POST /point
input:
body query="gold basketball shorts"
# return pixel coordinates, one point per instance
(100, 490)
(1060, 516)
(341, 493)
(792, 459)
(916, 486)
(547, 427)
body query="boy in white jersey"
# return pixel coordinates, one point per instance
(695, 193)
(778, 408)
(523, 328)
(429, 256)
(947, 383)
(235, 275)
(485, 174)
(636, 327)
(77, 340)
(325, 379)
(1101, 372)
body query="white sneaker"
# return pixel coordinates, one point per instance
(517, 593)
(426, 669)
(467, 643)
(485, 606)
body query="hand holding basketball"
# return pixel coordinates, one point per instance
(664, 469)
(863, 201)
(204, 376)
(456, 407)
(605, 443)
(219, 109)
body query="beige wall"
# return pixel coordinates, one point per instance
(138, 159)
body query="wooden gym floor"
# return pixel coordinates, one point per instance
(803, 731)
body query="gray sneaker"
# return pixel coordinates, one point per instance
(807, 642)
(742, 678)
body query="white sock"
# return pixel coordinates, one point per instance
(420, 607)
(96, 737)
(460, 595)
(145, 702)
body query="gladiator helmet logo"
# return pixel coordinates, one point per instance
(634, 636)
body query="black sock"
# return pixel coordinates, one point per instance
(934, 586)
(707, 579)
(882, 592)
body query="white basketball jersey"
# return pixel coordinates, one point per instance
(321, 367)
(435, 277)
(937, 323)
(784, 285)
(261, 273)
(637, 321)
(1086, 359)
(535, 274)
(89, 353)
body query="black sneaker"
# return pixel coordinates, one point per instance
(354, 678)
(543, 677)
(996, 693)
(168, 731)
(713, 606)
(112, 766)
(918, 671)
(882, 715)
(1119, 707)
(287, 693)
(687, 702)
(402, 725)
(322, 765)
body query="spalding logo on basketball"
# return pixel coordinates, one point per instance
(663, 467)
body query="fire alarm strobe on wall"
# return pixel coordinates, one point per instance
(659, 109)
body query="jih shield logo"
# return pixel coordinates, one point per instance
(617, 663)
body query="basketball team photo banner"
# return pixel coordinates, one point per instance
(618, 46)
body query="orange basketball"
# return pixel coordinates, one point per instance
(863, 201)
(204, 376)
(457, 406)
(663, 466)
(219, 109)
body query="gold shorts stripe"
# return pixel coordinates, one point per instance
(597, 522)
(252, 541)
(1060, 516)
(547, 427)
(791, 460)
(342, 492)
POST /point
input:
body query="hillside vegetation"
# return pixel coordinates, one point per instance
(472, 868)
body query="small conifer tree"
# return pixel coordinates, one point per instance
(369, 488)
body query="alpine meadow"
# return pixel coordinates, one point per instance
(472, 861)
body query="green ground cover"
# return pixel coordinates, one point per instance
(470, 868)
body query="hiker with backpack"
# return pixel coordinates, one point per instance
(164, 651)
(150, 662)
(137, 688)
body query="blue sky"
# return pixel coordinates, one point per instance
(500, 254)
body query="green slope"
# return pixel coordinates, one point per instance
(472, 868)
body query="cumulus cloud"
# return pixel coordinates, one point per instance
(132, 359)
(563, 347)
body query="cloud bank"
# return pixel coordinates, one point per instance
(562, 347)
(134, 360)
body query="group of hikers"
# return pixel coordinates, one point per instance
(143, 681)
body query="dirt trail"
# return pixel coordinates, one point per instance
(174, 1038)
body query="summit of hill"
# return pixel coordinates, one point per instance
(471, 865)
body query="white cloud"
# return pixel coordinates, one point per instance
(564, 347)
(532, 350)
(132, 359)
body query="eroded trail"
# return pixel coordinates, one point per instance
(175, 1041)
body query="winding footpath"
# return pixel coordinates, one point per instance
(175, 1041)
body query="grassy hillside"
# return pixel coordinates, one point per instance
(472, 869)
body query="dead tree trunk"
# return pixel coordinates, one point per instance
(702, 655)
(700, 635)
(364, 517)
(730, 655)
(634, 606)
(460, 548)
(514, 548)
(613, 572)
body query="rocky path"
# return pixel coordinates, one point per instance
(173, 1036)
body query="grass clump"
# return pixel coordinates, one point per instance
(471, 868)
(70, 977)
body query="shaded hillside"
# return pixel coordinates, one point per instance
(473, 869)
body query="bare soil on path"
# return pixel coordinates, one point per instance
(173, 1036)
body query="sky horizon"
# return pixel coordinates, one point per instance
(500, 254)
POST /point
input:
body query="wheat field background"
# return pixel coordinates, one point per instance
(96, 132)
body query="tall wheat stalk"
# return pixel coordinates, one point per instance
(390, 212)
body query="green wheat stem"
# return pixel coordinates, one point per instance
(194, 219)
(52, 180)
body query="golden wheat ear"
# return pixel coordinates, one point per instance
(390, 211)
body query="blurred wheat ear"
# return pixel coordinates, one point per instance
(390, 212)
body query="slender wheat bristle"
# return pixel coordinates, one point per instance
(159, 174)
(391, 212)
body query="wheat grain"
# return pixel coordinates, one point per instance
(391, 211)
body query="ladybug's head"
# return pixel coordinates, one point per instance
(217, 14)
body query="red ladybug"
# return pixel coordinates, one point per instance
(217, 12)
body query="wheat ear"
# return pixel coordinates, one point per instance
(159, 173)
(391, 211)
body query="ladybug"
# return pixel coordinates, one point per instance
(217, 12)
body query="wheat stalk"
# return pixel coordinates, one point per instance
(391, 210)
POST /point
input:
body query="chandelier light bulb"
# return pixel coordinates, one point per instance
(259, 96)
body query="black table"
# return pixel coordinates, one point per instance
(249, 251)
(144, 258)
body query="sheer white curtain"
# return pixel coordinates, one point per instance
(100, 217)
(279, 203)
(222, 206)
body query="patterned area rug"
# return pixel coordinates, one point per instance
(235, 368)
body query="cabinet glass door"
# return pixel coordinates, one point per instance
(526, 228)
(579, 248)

━━━━━━

*Required task:* Count the lines in the records that contain the word "green", and reply with that number alone.

*Exercise answer:* 3